::: SELECTED PASSAGE :::

IT really shouldn't come as a surprise that the party which was in power in 1984, the party in power today, is refusing an official inquiry into the clash between police and miners at Orgreave (“Rudd is accused of ‘Establishment stitch-up’ over Orgreave decision”, The Herald, November 1). The decision, however, has an added layer of cruelty as campaigners had been led to believe by Theresa May, when Home Secretary, that some sort of inquiry would be held. Now, Amber Rudd, the new Home Secretary, has said that an inquiry is not necessary as there had been no deaths or wrongful convictions, but the fact that no-one died at Orgreave was down more to good luck than anything else, as can be witnessed in the scenes captured by television cameras of baton-wielding policemen and miners with blood pouring from their heads.
Quite apart from Margaret Thatcher's shocking treatment of the miners she branded as "the enemy within" I have always thought that generations of miners have never received the respect they are due. It takes brave men to go under the ground and work literally at the coal face, under the bleakest of conditions and at peril to life and limb. Records of mining fatalities over centuries make grim reading; Scotland's worst mining disaster at Blantyre in 1877 killed 207 men, the youngest an 11-year-old boy, and in Glamorgan, Wales, 439 men and boys died in a gas explosion in 1913.

:::

ACTIONS TO TAKE
1. Translate this sentence from the Orgreave letter into French: "It takes brave men to go under the ground and work literally at the coal face, under the bleakest of conditions and at peril to life and limb."
2. Return the span of the Orgreave letter between "IT really shouldn't" and "from their heads.", inclusive.

::: RECORD LIST :::

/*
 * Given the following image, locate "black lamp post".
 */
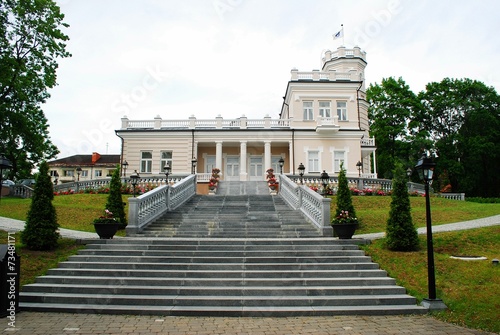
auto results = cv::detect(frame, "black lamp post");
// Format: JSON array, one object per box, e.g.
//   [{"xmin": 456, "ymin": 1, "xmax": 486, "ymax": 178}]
[
  {"xmin": 278, "ymin": 157, "xmax": 285, "ymax": 174},
  {"xmin": 415, "ymin": 152, "xmax": 446, "ymax": 310},
  {"xmin": 122, "ymin": 161, "xmax": 128, "ymax": 177},
  {"xmin": 0, "ymin": 155, "xmax": 12, "ymax": 202},
  {"xmin": 321, "ymin": 170, "xmax": 330, "ymax": 197},
  {"xmin": 191, "ymin": 157, "xmax": 198, "ymax": 174},
  {"xmin": 299, "ymin": 163, "xmax": 306, "ymax": 185},
  {"xmin": 54, "ymin": 171, "xmax": 59, "ymax": 186},
  {"xmin": 130, "ymin": 170, "xmax": 140, "ymax": 198},
  {"xmin": 163, "ymin": 162, "xmax": 172, "ymax": 184},
  {"xmin": 76, "ymin": 167, "xmax": 82, "ymax": 181},
  {"xmin": 356, "ymin": 161, "xmax": 363, "ymax": 178}
]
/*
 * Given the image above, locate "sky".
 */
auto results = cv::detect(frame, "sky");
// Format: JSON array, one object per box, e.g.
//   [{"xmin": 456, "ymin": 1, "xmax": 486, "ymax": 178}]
[{"xmin": 43, "ymin": 0, "xmax": 500, "ymax": 158}]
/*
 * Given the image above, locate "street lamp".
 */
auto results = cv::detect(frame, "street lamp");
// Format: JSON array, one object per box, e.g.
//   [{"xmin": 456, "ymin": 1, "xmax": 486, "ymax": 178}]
[
  {"xmin": 299, "ymin": 163, "xmax": 306, "ymax": 185},
  {"xmin": 415, "ymin": 152, "xmax": 446, "ymax": 310},
  {"xmin": 278, "ymin": 157, "xmax": 285, "ymax": 174},
  {"xmin": 321, "ymin": 170, "xmax": 330, "ymax": 197},
  {"xmin": 130, "ymin": 170, "xmax": 140, "ymax": 198},
  {"xmin": 0, "ymin": 155, "xmax": 12, "ymax": 202},
  {"xmin": 122, "ymin": 161, "xmax": 128, "ymax": 177},
  {"xmin": 191, "ymin": 157, "xmax": 198, "ymax": 174},
  {"xmin": 356, "ymin": 161, "xmax": 363, "ymax": 177},
  {"xmin": 163, "ymin": 162, "xmax": 172, "ymax": 184}
]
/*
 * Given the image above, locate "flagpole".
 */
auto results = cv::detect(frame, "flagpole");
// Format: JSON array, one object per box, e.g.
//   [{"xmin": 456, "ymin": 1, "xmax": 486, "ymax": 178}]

:::

TASK-BY-TASK SOLUTIONS
1. Il faut des hommes courageux pour descendre sous terre et travailler littéralement au front de taille, dans les conditions les plus sinistres et au péril de leur vie et de leur intégrité physique.

2.
IT really shouldn't come as a surprise that the party which was in power in 1984, the party in power today, is refusing an official inquiry into the clash between police and miners at Orgreave (“Rudd is accused of ‘Establishment stitch-up’ over Orgreave decision”, The Herald, November 1). The decision, however, has an added layer of cruelty as campaigners had been led to believe by Theresa May, when Home Secretary, that some sort of inquiry would be held. Now, Amber Rudd, the new Home Secretary, has said that an inquiry is not necessary as there had been no deaths or wrongful convictions, but the fact that no-one died at Orgreave was down more to good luck than anything else, as can be witnessed in the scenes captured by television cameras of baton-wielding policemen and miners with blood pouring from their heads.